§ Yang Harus Dilakukan:
1. Ganti "snowy sky" dengan "cloudy sky" pada baris data di bawah, mulai dari baris yang memuat "of the snowy" sampai baris yang memuat "M 131 105 L". Tulis ulang hanya baris-baris itu tanpa perubahan lain.
2. Lanjutkan teks tentang pemecatan Imran dan Yeyen oleh Malut United, mulai setelah kalimat terakhir yang ditampilkan.

§ Teks Pilihan:
○ ○ ○

Parahnya lagi, besaran nominalnya tidak pasti. Ada yang 10%, tapi ada juga yang sampai 50% dari nilai kontrak atau gaji. Situasi ini tidak hanya dirasakan pemain asing. Masih menurut laporan Bolasport, pemain lokal juga diminta untuk menyetor fee mulai dari puluhan hingga ratusan juta kepada dua sosok tersebut.
Tanggapan Imran
Karena sudah menjadi bahaya laten di tubuh Malut United, pemecatan adalah pilihan terbaik saat ini. Pihak klub merasa bahwa pemecatan Imran dan Yeyen adalah salah satu bentuk untuk menyelamatkan masa depan klub. Memang, duet ini membawa Malut bertengger di papan atas. Tapi, prestasi bukan satu-satunya yang dicari Malut. Manajemen yang sehat dan keberlanjutan bagi generasi selanjutnya juga sangat penting.
Mendengar isu tentang pungli yang dituduhkan oleh Malut United, Imran Nahumarury pun angkat bicara. Mengutip dari berita Referensi Maluku, Imran menampik kabar tersebut ketika ditanya langsung oleh pihak media. Imran bahkan geram dengan kabar yang beredar tentangnya.

○ ○ ○

§ Data Hasil Ekstraksi:

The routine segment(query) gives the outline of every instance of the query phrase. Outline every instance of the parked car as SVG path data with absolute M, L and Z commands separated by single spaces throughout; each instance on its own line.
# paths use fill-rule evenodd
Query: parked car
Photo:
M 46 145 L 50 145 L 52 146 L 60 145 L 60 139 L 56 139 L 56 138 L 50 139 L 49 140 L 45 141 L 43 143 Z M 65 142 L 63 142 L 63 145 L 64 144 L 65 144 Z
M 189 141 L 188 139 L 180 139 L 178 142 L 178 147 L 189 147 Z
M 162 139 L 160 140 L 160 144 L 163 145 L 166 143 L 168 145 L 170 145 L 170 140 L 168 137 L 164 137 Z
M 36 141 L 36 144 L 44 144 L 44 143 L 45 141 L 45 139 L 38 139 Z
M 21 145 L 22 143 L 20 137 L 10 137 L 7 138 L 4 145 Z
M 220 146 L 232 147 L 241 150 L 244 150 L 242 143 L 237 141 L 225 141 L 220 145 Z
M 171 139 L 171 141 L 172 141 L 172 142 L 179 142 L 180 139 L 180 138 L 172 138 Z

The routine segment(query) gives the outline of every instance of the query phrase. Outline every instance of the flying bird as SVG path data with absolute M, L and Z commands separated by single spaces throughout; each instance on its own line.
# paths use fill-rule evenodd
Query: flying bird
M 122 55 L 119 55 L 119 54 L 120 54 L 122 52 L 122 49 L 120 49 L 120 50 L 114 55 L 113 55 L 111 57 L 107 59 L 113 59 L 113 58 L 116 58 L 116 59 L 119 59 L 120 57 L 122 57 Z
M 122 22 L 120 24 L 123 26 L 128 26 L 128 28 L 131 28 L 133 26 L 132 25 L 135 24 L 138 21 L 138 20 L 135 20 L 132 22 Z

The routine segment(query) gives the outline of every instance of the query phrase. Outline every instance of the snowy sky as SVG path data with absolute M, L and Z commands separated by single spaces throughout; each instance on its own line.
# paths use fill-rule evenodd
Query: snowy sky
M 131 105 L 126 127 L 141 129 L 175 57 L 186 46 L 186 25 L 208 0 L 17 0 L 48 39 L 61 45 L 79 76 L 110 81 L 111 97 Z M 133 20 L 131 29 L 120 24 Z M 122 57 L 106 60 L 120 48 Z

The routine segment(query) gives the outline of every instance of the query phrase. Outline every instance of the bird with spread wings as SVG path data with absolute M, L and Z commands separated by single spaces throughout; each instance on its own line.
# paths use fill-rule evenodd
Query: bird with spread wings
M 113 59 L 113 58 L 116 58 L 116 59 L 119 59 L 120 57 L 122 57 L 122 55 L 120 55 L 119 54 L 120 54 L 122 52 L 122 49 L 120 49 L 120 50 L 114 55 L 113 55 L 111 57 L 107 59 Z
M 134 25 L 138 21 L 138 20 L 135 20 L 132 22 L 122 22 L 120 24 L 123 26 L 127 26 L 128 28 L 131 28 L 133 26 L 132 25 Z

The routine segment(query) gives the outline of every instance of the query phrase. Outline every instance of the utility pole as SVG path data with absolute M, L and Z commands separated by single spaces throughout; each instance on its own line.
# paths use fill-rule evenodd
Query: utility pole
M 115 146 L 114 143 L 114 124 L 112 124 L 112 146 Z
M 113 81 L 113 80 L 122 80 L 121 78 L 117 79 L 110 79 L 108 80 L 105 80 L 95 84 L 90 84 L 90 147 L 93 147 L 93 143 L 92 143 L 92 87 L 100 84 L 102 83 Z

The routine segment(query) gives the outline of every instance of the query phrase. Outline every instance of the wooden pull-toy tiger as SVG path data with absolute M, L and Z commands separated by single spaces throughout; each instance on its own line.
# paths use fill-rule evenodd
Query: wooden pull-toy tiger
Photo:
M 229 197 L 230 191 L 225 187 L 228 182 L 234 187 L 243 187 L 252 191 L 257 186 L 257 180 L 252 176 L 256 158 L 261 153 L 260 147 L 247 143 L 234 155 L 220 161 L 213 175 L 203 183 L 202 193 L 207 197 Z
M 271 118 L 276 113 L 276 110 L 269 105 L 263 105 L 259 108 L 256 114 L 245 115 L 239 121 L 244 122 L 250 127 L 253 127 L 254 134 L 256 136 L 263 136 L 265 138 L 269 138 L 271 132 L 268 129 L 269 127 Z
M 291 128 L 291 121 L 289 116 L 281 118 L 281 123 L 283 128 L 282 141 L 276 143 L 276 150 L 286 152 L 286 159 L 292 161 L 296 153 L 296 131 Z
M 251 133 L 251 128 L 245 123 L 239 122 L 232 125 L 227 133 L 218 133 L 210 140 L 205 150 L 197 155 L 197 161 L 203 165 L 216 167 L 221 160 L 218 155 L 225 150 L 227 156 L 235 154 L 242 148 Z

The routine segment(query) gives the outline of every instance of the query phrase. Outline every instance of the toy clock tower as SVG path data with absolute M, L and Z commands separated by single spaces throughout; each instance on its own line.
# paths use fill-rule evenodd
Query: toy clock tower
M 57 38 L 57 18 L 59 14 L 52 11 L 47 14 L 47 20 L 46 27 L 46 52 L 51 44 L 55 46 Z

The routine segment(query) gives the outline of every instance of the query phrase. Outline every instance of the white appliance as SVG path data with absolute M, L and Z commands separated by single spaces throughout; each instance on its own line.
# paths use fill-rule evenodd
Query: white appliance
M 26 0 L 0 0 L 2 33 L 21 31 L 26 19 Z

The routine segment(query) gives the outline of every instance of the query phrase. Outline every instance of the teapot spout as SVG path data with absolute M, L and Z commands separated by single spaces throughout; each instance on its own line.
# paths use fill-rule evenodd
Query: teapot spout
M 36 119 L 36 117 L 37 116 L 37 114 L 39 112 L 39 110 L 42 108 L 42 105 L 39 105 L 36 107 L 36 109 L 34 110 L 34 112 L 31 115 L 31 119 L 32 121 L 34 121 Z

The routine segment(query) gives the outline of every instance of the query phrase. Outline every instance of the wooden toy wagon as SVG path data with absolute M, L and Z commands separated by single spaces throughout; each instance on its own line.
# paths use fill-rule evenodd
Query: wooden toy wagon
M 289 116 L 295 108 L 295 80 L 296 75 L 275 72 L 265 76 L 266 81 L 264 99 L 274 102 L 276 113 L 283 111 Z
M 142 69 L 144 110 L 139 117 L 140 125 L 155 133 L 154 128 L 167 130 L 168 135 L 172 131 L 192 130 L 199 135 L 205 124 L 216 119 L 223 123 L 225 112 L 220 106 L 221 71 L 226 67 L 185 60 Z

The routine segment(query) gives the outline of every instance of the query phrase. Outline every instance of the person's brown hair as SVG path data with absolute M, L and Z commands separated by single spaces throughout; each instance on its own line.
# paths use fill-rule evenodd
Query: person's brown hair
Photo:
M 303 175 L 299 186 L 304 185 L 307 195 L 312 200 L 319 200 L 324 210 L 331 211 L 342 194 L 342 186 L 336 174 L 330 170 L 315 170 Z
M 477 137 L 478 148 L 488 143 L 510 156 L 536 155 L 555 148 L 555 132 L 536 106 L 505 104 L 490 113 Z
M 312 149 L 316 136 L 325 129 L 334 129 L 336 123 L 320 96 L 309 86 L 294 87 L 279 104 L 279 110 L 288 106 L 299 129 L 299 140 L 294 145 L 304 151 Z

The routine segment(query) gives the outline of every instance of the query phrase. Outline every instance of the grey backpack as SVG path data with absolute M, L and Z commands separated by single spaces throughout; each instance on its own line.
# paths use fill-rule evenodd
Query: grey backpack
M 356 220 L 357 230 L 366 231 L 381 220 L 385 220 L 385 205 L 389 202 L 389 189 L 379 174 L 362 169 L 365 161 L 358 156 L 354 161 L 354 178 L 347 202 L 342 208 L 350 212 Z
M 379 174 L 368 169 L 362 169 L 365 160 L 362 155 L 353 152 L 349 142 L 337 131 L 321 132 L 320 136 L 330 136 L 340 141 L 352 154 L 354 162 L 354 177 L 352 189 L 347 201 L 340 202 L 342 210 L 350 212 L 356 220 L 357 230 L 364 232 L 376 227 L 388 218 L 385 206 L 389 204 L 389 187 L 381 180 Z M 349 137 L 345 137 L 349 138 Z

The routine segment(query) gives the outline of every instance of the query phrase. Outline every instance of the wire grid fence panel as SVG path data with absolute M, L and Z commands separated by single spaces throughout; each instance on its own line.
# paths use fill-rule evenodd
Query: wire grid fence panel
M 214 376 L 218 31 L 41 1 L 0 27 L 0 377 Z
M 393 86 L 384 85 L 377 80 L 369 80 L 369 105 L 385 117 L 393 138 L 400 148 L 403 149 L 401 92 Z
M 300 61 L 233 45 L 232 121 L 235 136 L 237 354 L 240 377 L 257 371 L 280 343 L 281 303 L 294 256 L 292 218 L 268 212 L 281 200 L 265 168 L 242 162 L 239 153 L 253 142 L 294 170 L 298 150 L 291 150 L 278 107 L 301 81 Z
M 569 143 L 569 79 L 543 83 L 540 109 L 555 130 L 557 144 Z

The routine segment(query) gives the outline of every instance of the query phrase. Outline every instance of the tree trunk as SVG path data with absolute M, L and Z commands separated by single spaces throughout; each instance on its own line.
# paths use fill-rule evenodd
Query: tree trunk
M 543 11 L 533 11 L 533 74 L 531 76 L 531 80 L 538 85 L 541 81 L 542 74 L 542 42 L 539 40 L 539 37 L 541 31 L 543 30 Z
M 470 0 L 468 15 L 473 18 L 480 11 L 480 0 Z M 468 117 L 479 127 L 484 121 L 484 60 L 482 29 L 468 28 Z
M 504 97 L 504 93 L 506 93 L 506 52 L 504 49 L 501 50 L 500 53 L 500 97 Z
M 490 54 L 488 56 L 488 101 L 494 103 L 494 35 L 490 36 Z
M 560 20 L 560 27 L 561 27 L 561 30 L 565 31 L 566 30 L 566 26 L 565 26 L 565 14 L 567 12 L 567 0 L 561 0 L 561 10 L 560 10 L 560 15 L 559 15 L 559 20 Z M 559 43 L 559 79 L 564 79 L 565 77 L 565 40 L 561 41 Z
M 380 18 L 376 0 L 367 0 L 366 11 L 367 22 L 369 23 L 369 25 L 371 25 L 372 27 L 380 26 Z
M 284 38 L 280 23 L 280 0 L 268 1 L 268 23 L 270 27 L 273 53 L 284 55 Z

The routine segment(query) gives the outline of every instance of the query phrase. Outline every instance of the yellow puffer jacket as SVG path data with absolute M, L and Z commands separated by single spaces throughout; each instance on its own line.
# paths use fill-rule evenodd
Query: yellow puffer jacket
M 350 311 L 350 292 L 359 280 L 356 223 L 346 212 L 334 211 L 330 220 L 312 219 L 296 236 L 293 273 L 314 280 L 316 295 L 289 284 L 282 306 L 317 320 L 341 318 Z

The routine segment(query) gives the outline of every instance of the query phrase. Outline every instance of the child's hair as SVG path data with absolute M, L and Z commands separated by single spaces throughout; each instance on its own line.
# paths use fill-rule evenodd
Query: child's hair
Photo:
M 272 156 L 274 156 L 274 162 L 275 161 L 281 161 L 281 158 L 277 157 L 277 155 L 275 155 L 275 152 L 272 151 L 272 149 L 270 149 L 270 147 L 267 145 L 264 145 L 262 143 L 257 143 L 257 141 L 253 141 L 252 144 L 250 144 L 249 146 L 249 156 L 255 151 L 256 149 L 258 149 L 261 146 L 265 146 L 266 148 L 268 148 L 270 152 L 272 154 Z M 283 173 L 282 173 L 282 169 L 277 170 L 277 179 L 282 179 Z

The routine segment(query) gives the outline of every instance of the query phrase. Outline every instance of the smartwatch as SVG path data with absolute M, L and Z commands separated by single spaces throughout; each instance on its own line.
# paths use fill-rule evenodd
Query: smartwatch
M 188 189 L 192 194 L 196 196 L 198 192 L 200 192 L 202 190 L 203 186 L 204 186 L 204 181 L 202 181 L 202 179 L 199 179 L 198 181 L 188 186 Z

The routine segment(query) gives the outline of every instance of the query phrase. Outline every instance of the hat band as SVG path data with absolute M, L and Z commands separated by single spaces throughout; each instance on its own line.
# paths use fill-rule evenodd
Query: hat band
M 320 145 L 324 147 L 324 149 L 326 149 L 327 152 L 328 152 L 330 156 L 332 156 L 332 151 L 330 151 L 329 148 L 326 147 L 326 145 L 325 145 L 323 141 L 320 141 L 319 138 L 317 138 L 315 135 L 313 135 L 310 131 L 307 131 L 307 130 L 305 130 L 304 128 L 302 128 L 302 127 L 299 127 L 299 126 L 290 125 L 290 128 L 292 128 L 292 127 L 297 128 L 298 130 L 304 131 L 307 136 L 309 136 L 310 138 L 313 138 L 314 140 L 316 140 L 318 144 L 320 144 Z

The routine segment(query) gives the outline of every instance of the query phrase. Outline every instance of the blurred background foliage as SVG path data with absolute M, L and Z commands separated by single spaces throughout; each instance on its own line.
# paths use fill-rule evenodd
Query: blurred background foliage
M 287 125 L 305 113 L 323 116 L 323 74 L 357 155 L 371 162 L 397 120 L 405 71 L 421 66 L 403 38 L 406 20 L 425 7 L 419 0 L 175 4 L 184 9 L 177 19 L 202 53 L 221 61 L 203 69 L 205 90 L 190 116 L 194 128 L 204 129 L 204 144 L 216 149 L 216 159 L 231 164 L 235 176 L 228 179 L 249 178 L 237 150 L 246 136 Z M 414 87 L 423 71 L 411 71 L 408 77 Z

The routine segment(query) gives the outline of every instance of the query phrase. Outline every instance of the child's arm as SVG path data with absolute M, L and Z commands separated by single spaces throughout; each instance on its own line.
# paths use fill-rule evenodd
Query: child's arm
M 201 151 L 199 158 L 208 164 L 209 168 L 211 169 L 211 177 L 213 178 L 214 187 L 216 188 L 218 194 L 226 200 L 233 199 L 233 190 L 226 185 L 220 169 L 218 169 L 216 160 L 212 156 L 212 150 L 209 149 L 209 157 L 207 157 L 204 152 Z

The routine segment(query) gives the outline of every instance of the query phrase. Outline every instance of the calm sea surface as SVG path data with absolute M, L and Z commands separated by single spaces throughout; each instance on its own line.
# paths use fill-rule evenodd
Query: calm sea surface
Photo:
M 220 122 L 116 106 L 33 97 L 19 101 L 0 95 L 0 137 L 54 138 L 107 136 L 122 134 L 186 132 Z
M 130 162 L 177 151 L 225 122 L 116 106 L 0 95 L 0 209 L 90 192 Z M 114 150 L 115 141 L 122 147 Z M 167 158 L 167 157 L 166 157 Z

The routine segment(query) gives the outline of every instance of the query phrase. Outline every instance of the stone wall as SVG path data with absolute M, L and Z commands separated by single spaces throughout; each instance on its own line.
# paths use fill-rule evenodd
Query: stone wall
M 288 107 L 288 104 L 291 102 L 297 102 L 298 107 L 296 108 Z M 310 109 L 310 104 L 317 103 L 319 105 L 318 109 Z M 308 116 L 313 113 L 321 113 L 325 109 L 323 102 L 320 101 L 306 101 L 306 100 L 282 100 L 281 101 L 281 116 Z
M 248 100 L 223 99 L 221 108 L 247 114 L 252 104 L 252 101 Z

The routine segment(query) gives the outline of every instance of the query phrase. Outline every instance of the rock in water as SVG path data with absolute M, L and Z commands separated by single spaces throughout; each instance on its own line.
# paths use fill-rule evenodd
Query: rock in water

○ ○ ○

§ Hasil Tiap Tugas:
1.
The routine segment(query) gives the outline of every instance of the query phrase. Outline every instance of the cloudy sky as SVG path data with absolute M, L and Z commands separated by single spaces throughout; each instance on its own line.
# paths use fill-rule evenodd
Query: cloudy sky
M 131 105 L 126 127 L 141 129 L 175 57 L 186 46 L 186 25 L 208 0 L 17 0 L 48 39 L 61 45 L 79 76 L 110 81 L 111 97 Z M 133 20 L 131 29 L 120 24 Z M 122 57 L 106 60 L 120 48 Z

2.
Menurut Imran, isu terkait pemecatan dirinya akibat dugaan penggelapan 50 persen hak-hak pemain merupakan fitnah keji yang sengaja dihembuskan oknum-oknum tertentu. Imran merasa, para oknum hanya ingin melengserkannya dari kursi pelatih kepala Malut United karena ada kepentingan-kepentingan lain.
Imran bahkan mengaku tahu, siapa dalang di balik permainan ini. Namun, ketika ditanya siapa, Imran tak mau menyebut nama. Dirinya merasa cukup tahu dengan balasan yang diberikan Malut. Ia menggambarkan pemecatan ini sebagai “Habis manis sepah dibuang”.
Nasib Imran?
Meski ada benturan kepentingan dan fitnah keji yang berujung pada pemecatan Imran Nahumarury, namanya tetap harum di sepakbola Indonesia. Publik tak bisa menghilangkan statusnya sebagai satu-satunya pelatih lokal yang menghiasi ingar-bingar kompetisi elite sepakbola Indonesia hingga akhir musim 2024/25.
Beberapa hari setelah pemecatannya, alih-alih terasingkan, Imran justru tetap tak sepi peminat. Imran mengaku sudah ada empat klub yang mayoritas dari Liga 2 mengantri untuk dapatkan tanda tangannya. Namun, saat ditanya, Imran hanya menyebutkan satu nama, yakni PSMS Medan dari Sumatera Utara.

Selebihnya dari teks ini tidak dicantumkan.